* [STATED EXERCISE]
Convert all of the records below into a numbered list, omitting any blank lines.

* [RECORD EXTRACTS]
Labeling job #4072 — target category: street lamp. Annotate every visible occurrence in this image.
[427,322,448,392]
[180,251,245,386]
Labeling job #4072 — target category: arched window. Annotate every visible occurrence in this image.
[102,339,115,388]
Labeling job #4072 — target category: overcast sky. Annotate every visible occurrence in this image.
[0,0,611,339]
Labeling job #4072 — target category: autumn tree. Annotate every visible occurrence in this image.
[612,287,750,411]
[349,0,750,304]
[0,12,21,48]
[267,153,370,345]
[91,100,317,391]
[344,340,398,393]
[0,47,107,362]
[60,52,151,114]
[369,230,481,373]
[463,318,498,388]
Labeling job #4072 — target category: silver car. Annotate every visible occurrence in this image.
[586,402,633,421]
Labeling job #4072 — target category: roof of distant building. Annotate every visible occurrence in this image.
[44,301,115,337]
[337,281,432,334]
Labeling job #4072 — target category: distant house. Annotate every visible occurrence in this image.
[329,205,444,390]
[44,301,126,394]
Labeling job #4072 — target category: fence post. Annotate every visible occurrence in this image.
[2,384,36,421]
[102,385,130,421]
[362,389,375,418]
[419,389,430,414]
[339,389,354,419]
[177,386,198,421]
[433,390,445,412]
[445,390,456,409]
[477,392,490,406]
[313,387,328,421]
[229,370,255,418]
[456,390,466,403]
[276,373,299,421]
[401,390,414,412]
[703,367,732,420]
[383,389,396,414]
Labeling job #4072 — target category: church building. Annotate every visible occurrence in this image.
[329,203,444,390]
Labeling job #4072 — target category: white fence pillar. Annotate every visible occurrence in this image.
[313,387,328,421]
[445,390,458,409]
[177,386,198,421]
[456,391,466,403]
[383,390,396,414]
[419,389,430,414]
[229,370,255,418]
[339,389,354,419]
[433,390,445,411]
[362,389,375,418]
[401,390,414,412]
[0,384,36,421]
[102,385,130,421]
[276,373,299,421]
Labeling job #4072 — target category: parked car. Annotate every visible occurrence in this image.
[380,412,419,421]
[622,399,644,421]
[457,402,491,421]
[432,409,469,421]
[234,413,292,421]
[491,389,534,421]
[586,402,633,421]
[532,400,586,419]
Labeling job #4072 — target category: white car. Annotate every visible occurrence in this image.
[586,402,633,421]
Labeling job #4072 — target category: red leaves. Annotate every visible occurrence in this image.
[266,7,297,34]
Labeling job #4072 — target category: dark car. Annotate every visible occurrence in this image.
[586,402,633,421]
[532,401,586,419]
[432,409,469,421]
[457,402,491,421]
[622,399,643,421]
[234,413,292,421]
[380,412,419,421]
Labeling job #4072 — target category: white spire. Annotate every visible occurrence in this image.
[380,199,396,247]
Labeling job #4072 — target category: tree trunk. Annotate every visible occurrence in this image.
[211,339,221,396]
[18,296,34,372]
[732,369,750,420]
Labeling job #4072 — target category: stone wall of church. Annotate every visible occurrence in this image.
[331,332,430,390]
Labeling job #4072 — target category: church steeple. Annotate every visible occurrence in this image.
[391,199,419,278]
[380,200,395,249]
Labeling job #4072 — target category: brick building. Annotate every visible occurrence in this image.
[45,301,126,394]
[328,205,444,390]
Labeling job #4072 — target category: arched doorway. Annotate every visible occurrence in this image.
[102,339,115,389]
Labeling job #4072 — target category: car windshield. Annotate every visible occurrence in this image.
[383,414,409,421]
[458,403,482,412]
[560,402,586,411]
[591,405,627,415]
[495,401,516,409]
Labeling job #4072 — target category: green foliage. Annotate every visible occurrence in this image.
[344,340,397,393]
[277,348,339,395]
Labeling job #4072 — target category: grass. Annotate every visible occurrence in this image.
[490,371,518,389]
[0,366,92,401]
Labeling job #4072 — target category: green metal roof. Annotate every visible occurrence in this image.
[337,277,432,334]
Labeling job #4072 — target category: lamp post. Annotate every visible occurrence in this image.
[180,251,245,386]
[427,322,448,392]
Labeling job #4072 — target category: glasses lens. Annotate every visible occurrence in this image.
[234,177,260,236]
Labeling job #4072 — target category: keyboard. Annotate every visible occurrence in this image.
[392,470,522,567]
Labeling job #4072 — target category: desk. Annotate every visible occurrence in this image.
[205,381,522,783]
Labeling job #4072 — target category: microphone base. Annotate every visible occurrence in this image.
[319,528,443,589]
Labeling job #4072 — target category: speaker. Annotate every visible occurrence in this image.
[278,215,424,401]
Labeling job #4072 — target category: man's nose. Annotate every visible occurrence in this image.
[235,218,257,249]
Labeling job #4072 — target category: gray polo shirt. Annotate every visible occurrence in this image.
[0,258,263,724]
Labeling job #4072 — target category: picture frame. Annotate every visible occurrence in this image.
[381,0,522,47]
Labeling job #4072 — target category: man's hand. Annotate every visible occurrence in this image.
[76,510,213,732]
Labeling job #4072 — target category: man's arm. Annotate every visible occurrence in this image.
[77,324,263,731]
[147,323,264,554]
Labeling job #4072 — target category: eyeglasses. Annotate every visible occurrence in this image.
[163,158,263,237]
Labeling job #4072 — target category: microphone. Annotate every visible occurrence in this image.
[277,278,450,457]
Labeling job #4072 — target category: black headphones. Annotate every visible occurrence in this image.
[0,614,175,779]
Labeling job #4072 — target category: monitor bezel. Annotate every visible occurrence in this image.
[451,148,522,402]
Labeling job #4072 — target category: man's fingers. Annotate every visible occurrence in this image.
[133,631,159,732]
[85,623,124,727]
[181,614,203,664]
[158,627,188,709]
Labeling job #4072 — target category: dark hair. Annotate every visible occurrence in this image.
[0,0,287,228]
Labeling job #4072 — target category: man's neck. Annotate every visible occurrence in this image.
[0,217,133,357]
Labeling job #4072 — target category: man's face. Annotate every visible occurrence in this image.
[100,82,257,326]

* [RESPONSE]
1. Labeling job #4072 — target category: street lamp. Annotate every visible occurrence in this image.
2. [427,322,448,392]
3. [180,251,245,386]
4. Labeling job #4072 — target category: arched window. Annotate every visible occurrence in this image.
5. [102,339,115,388]
6. Labeling job #4072 — target category: overcast sky. Annotate every visible occurrence in this image.
7. [0,0,611,339]
8. Labeling job #4072 — target category: autumn tree. Annotate every visible occurrence in this image.
9. [612,287,750,411]
10. [349,0,750,304]
11. [0,12,21,48]
12. [267,153,370,345]
13. [91,100,317,391]
14. [344,340,398,393]
15. [0,47,107,362]
16. [60,52,151,114]
17. [369,230,481,373]
18. [463,318,498,388]
19. Labeling job #4072 — target category: silver car. Annotate every visible occurrence in this image.
20. [586,402,633,421]
21. Labeling job #4072 — target category: roof of distant building. Annotate every visible occurrence in this image.
22. [44,301,115,337]
23. [337,281,432,334]
24. Labeling job #4072 — target category: distant house. Annotate every visible occurrence in this image.
25. [329,205,444,390]
26. [44,301,126,394]
27. Labeling job #4072 — target category: fence post. Annotate every visible occurrence in this image.
28. [2,384,36,421]
29. [102,385,130,421]
30. [362,389,375,418]
31. [419,389,430,414]
32. [339,389,354,419]
33. [177,386,198,421]
34. [433,390,445,412]
35. [445,390,456,409]
36. [477,392,490,406]
37. [313,387,328,421]
38. [229,370,255,418]
39. [456,390,466,403]
40. [276,373,299,421]
41. [401,390,414,412]
42. [703,367,732,420]
43. [383,389,396,414]
44. Labeling job #4072 — target category: church building. Annotate every visible occurrence in this image.
45. [329,203,444,390]
46. Labeling job #4072 — target category: white fence pillar. Annotate every visible occurrence in this image.
47. [313,387,328,421]
48. [445,390,458,409]
49. [177,386,198,421]
50. [456,391,466,403]
51. [383,390,396,414]
52. [419,389,430,414]
53. [229,370,255,418]
54. [339,389,354,419]
55. [433,390,445,411]
56. [362,389,375,418]
57. [401,390,414,412]
58. [0,384,36,421]
59. [102,385,130,421]
60. [276,373,299,421]
61. Labeling job #4072 — target category: parked car. Annotate every visible occurrence in this image.
62. [380,412,419,421]
63. [622,399,644,421]
64. [457,402,491,421]
65. [432,409,469,421]
66. [234,413,292,421]
67. [491,389,534,421]
68. [586,402,633,421]
69. [532,400,586,419]
70. Labeling job #4072 — target category: white car. Annotate every visible occurrence in this image.
71. [586,402,633,421]
72. Labeling job #4072 — target category: red leaves. Annotate every visible occurrence in this image.
73. [266,7,297,34]
74. Labeling job #4072 — target category: dark car. Annotate every visible occurrence in this image.
75. [586,402,633,421]
76. [532,401,586,419]
77. [432,409,469,421]
78. [457,402,491,421]
79. [622,399,643,421]
80. [234,413,292,421]
81. [380,412,419,421]
82. Labeling job #4072 — target category: white spire. Annotate every visible occurrence in this image.
83. [380,199,396,247]
84. Labeling job #4072 — target category: tree trunk. Annotate every visible occurrence in this image.
85. [211,339,221,396]
86. [18,296,34,372]
87. [732,369,750,420]
88. Labeling job #4072 — target category: stone wall of church. Annotate every visible occurrence in this image.
89. [331,332,430,390]
90. Labeling job #4072 — target category: church steeple. Annotate every visible occurrence in this image.
91. [391,199,419,278]
92. [380,200,395,249]
93. Labeling job #4072 — target category: brick building. Annotate every visible occurrence in this image.
94. [45,301,126,394]
95. [328,205,444,390]
96. Labeling job #4072 — target category: arched doorway. Annotate every visible occurrence in this image.
97. [102,339,115,389]
98. Labeling job #4072 — target category: car windshield. Annotate every visible occurrence in this image.
99. [383,414,409,421]
100. [458,403,482,412]
101. [560,402,586,411]
102. [591,405,627,415]
103. [495,401,516,409]
104. Labeling job #4072 — target category: green foliage. Annotate every visible occurrence in this image.
105. [344,340,397,393]
106. [277,348,339,395]
107. Labeling job #4072 — target category: grass. Annotate every visible occurrence in this image.
108. [490,371,518,389]
109. [0,366,92,401]
110. Labeling job #4072 — target category: green metal roof. Annotate every visible occurrence in this image.
111. [337,277,432,334]
112. Labeling job #4072 — target category: lamp post. Annotate every visible occurrence in this image.
113. [180,251,245,386]
114. [427,322,448,392]
115. Labeling job #4072 — target category: glasses lens. Annotate every visible occurrence in this image.
116. [234,177,260,236]
117. Labeling job #4072 — target category: keyboard. Annotate every visible occurrence in this image.
118. [392,470,522,567]
119. Labeling job #4072 — target category: desk. Annotate every visible occurrence in this image.
120. [205,381,522,783]
121. Labeling job #4072 — target category: microphone base. Annotate every visible occurrence in this image.
122. [319,528,443,589]
123. Labeling job #4072 — target category: speaker. Annotate every visible occurrence in this image.
124. [278,215,424,401]
125. Labeling job #4072 — target category: man's nose. Annotate every visible occurrence in this image.
126. [235,218,257,249]
127. Labeling job #4072 — target category: gray polo shirt. Annotate every visible occurrence in this image.
128. [0,258,263,724]
129. Labeling job #4072 — target category: picture frame. Annotate every visible occurrence in this image.
130. [381,0,522,47]
131. Labeling job #4072 — target category: man's hand. Annotate every visible occurrence in this image.
132. [76,510,213,732]
133. Labeling job #4072 — target category: man's arm. Annotate every visible occurrence in this image.
134. [77,324,263,731]
135. [147,323,264,554]
136. Labeling job #4072 — target category: eyeglasses. Annotate every visible occurrence in this image.
137. [163,158,263,237]
138. Labeling job #4072 — target category: microphone. Annotate every visible occurrence in this image.
139. [277,278,450,457]
140. Labeling job #4072 — target category: black headphones. Annotate every visible occurrence in this image.
141. [0,614,175,779]
142. Labeling job #4072 — target category: monitor bezel. Annotate every visible occurrence in this image.
143. [451,148,522,402]
144. Labeling job #4072 — target category: man's fingers. Annotate every visible occurrence in this image.
145. [133,631,159,732]
146. [85,623,124,727]
147. [181,614,203,664]
148. [158,627,188,709]
149. Labeling job #4072 — target category: dark hair. Annotate every visible occurrence in this image.
150. [0,0,287,228]
151. Labeling job #4072 — target category: man's neck. Annotate every visible occurrence in this image.
152. [0,217,133,357]
153. Labeling job #4072 — target category: man's face. Annotate every visible occurrence in this image.
154. [100,82,257,326]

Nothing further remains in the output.